*** DATA FOR THIS TASK ***
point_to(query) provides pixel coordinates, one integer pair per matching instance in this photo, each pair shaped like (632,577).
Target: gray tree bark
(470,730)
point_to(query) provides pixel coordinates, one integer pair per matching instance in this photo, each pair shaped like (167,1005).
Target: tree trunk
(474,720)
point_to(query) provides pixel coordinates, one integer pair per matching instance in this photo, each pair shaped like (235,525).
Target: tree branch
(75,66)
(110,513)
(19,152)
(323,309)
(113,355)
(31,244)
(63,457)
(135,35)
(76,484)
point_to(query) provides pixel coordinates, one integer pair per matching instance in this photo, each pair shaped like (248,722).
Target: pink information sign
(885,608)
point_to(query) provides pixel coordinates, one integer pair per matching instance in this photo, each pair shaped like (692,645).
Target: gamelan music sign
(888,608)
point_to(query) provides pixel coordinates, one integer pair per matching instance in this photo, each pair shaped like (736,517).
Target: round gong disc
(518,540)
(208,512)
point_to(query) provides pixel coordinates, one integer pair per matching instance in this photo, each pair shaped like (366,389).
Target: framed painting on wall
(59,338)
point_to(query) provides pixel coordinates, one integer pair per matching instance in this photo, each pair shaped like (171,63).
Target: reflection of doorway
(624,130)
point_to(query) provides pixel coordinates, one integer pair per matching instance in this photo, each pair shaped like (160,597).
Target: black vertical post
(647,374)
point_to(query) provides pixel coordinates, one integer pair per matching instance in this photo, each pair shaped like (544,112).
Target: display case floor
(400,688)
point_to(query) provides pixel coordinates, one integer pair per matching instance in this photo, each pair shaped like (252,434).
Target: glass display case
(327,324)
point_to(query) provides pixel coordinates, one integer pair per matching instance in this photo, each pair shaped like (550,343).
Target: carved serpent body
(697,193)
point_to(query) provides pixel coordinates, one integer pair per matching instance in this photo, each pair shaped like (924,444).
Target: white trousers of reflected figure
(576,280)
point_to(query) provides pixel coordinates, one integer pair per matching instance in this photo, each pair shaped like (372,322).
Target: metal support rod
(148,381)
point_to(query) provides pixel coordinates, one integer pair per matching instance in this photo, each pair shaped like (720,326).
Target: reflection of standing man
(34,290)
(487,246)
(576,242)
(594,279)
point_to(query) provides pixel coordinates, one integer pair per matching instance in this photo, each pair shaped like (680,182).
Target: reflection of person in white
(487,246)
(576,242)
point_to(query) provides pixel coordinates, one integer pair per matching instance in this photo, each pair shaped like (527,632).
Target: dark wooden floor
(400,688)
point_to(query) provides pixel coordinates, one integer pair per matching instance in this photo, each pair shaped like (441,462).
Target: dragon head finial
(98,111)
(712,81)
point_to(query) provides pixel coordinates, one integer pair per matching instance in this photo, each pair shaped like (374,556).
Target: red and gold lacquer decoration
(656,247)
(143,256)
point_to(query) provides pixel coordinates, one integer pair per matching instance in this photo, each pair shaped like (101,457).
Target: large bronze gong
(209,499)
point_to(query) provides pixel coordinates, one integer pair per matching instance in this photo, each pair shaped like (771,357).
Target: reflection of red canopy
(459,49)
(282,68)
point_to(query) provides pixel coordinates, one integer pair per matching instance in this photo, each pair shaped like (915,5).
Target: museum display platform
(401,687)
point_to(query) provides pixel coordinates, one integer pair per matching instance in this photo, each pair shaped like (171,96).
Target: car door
***
## PROBLEM REQUIREMENTS
Word for word, transcribe all of the records.

## TASK ANSWER
point_to(query) provides pixel coordinates, one integer pair per matching instance in this photo, each pair shaped like (632,577).
Target: gray tree bark
(470,730)
point_to(query) provides pixel coordinates, one integer pair per matching instance in this photo, each pair shaped like (167,1005).
Target: tree trunk
(474,720)
point_to(query) provides pixel coordinates, one integer pair per matching instance in this photo, each pair shaped like (235,525).
Target: tree branch
(75,66)
(110,513)
(19,152)
(323,309)
(113,355)
(31,244)
(63,457)
(135,35)
(76,484)
point_to(query) provides pixel coordinates, one integer pair per matching instance in this photo, each pair shaped like (248,722).
Target: pink information sign
(885,608)
point_to(query) provides pixel coordinates, one integer pair per matching instance in this photo, each pair shaped like (692,645).
Target: gamelan music sign
(888,608)
point_to(query) provides pixel coordinates, one integer pair per matching instance in this photo, each pair shaped like (736,517).
Target: round gong disc
(518,540)
(208,512)
point_to(query) provides pixel coordinates, one integer pair per matching instance in this photo, each pair shaped like (366,389).
Target: framed painting on wall
(59,338)
point_to(query) provides pixel coordinates, one integer pair per matching instance in this photo, each pair shaped like (171,63).
Target: reflection of doorway
(624,130)
point_to(query) provides pixel coordinates, one integer pair per matching instance in this photo, each pair shaped like (160,597).
Target: black vertical post
(647,374)
point_to(query) provides pixel coordinates, one integer pair per matching instance in this photo, each pair shaped like (544,112).
Target: display case floor
(400,688)
point_to(query) provides pixel coordinates, one integer pair per matching instance in this photo, each pair shaped like (252,434).
Target: glass display case
(327,324)
point_to(query) provides pixel coordinates, one integer pair per matching instance in this photo, each pair shaped like (550,343).
Target: carved serpent body
(697,193)
point_to(query) provides pixel coordinates, one integer pair per matching instance in this photo, each pair shaped like (924,444).
Target: white trousers of reflected figure
(576,280)
point_to(query) provides pixel coordinates, one integer pair per matching instance in this photo, each pair shaped like (372,322).
Target: metal support rod
(148,381)
point_to(query) provides pixel coordinates, one integer pair per matching instance in this photo, each pair shaped like (720,326).
Target: reflection of standing man
(34,290)
(487,246)
(576,242)
(594,279)
point_to(query) provides pixel coordinates, one integer pair per matching instance in this photo, each pair shaped like (680,182).
Target: reflection of person in white
(487,246)
(576,242)
point_to(query) provides pixel coordinates, one integer pair per matching instance in this photo, each pair shaped like (527,632).
Target: dark wooden floor
(400,688)
point_to(query) provides pixel coordinates, one integer pair per matching instance in this photo, each pair shaped like (441,462).
Target: dragon head finial
(98,111)
(712,81)
point_to(query) provides pixel coordinates, one integer pair per matching instance in this photo, each pair shaped like (374,556).
Target: red and gold lacquer decoration
(656,247)
(143,256)
point_to(query) provides pixel coordinates, one integer pair per matching instance in this photo, each pair shaped like (101,457).
Target: large bronze gong
(209,499)
point_to(query) provides pixel coordinates, one integer pair per matching instance in this photo, each pair shaped like (771,357).
Target: reflection of red canopy
(459,49)
(282,68)
point_to(query) provides pixel coordinates, one integer pair per matching instance in this photo, each pair shaped like (915,5).
Target: museum display platform
(401,687)
point_to(query) provides pixel coordinates, one integer pair per matching instance in this photo, each pair shaped like (171,96).
Target: car door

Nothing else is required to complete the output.